TASK INPUTS Block Start

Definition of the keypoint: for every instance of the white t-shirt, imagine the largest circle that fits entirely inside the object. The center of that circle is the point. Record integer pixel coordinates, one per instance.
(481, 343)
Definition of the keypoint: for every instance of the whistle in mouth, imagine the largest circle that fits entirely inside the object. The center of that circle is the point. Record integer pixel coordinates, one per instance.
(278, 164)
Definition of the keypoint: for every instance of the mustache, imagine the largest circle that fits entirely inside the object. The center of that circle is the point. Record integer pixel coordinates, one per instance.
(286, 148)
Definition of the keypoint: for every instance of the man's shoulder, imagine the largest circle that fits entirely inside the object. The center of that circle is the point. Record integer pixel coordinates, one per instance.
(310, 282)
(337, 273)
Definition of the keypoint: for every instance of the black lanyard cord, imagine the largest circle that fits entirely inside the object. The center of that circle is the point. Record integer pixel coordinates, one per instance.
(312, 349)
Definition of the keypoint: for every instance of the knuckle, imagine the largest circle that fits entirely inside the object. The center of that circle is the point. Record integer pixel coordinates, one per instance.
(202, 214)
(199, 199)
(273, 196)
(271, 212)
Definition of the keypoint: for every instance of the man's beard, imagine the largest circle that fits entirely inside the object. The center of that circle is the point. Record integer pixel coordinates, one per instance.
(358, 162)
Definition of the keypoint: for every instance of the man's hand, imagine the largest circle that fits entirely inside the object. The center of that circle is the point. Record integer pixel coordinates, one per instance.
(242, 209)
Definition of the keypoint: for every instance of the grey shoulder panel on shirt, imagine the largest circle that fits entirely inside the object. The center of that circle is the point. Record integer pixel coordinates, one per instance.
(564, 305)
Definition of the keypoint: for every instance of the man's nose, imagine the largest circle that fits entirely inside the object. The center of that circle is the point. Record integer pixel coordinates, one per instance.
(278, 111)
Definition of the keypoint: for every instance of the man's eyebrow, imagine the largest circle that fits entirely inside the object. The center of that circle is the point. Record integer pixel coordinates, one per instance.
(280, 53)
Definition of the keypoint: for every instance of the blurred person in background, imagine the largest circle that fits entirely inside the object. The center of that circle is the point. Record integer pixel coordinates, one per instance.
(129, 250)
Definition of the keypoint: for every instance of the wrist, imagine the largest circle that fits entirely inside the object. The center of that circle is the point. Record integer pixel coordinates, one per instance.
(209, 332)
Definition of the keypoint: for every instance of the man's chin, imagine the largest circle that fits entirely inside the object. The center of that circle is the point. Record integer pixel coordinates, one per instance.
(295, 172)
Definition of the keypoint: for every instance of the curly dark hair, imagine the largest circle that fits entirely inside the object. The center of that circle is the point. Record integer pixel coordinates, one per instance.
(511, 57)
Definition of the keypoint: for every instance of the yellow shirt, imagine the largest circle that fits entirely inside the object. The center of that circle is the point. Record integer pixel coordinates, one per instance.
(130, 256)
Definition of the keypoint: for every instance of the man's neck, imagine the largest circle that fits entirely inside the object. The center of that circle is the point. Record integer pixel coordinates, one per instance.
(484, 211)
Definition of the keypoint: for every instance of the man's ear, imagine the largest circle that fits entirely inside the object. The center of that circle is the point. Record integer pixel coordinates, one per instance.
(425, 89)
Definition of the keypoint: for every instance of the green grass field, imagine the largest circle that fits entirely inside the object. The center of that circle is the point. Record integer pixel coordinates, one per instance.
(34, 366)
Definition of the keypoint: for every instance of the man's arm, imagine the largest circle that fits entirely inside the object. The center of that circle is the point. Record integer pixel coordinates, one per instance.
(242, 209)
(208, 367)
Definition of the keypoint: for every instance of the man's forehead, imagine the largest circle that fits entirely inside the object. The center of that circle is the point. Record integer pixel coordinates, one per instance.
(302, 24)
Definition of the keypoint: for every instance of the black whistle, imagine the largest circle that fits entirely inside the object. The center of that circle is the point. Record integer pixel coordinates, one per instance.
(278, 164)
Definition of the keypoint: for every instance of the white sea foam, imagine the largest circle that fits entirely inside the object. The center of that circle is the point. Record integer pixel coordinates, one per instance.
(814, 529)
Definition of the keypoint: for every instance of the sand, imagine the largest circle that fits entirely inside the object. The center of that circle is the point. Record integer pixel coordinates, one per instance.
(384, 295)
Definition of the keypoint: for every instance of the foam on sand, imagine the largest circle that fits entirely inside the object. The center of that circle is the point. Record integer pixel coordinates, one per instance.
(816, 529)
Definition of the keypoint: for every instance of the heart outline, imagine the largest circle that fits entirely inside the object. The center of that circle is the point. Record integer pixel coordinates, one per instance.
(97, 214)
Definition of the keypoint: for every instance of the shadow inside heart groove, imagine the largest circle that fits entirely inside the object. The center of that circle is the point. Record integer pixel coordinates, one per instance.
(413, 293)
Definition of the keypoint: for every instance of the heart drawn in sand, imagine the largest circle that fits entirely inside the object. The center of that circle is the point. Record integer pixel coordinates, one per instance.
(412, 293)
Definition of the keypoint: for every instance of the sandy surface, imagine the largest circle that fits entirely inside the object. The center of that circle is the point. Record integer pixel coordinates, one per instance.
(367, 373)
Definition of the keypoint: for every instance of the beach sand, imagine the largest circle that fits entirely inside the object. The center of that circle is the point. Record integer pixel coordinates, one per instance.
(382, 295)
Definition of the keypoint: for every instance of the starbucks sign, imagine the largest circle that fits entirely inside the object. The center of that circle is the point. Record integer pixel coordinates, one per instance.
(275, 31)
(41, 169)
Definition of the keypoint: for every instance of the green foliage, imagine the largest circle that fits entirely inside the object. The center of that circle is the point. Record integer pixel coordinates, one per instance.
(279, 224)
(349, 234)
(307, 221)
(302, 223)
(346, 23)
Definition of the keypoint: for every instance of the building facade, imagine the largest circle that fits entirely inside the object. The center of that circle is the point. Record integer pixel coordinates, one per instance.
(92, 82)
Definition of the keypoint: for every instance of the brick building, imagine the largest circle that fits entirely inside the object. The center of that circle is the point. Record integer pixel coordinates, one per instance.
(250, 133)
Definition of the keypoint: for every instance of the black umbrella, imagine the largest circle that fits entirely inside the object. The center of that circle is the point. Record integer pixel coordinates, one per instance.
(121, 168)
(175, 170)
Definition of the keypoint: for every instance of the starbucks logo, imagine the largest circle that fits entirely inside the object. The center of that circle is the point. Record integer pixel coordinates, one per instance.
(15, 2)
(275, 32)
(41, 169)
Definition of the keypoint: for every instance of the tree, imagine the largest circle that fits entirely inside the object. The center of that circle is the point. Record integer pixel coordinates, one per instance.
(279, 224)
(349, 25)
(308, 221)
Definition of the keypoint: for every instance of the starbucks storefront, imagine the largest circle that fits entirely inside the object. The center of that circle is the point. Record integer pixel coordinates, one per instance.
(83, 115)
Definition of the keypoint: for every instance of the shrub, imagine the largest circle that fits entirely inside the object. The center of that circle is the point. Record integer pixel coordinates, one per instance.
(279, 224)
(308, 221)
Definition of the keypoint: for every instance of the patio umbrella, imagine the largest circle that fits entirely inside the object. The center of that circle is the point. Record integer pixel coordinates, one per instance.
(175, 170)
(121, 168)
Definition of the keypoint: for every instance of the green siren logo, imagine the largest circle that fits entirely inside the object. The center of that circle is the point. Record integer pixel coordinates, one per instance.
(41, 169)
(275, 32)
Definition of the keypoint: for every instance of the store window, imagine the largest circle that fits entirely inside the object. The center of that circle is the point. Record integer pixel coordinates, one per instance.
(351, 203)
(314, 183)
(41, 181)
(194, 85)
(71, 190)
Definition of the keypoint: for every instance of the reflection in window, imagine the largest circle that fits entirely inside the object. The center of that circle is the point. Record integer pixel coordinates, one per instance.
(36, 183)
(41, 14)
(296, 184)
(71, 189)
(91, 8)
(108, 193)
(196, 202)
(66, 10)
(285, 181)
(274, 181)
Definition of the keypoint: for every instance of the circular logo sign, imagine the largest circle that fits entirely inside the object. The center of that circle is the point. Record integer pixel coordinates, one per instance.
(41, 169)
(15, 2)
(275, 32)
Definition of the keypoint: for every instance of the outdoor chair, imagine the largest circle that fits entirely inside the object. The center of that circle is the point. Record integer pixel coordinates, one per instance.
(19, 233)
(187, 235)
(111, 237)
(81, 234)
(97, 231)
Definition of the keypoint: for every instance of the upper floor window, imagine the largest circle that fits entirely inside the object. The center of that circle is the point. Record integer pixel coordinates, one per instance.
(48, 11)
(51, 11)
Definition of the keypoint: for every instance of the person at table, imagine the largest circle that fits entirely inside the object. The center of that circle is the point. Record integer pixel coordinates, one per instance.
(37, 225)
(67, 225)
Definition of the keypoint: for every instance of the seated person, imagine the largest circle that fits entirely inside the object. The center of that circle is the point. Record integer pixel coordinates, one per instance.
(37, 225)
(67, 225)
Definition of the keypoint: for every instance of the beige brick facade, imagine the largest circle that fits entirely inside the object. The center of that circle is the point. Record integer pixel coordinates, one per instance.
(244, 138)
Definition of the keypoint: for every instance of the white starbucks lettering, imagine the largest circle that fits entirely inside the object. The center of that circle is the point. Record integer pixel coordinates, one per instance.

TASK INPUTS Block End

▸ DIRECTIONS FOR THIS TASK: Only these lines should appear in the reply: the one containing "Definition of the keypoint: for every instance of the upper", the last line of the data, and all lines between them, each copied exactly.

▸ ANSWER BOX:
Definition of the keypoint: for every instance of the upper floor window, imagine the largest circle that fits entirely inside the object. The center of that circle is the point. Record integer pixel coordinates, one per instance.
(48, 11)
(51, 11)
Definition of the keypoint: for every instance of the person at table, imagine the largest circle that fits entirely inside the object. The center of that circle is the point. Record integer pixel coordinates, one per instance.
(37, 225)
(67, 225)
Definition of the keypoint: for every instance of the seated person, imagine the largest circle that fits entirely inside the object. The center of that circle is the point. Record integer pixel coordinates, one per instance.
(37, 225)
(67, 225)
Definition of the keypoint: for every instance of the beige brick facade, imagine the largest circle that fits entirely inside the object. The center of that circle is the point. Record integer pixel coordinates, one per instance.
(244, 138)
Definition of the keypoint: for every instance of the white starbucks lettering, imagine the largest circle that fits entirely inside the object. The center of that circle is the point. Record integer pixel coordinates, one per instance.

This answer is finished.